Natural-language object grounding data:
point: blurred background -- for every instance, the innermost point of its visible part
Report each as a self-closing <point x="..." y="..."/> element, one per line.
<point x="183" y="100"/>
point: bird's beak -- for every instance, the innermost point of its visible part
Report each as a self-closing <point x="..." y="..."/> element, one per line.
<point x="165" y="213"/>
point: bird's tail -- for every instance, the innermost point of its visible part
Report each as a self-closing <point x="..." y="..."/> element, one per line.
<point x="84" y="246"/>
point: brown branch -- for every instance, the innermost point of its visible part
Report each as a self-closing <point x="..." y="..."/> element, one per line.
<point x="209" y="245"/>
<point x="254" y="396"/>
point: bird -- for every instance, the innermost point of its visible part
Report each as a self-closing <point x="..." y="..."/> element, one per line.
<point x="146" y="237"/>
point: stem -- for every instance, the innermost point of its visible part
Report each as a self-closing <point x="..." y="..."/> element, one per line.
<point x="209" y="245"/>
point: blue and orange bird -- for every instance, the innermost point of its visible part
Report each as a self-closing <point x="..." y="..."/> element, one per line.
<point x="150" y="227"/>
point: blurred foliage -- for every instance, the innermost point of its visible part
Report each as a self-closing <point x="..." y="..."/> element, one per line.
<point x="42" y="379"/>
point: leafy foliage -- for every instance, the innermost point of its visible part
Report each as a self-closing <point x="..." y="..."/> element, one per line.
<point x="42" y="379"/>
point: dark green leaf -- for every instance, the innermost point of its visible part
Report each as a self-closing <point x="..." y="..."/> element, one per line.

> TASK INSTRUCTIONS
Your answer should be the lines of the records that hold the string "blurred".

> THE ANSWER
point: blurred background -- for every instance, the innermost point of its visible part
point: blurred foliage -- for every instance, the innermost point of its visible part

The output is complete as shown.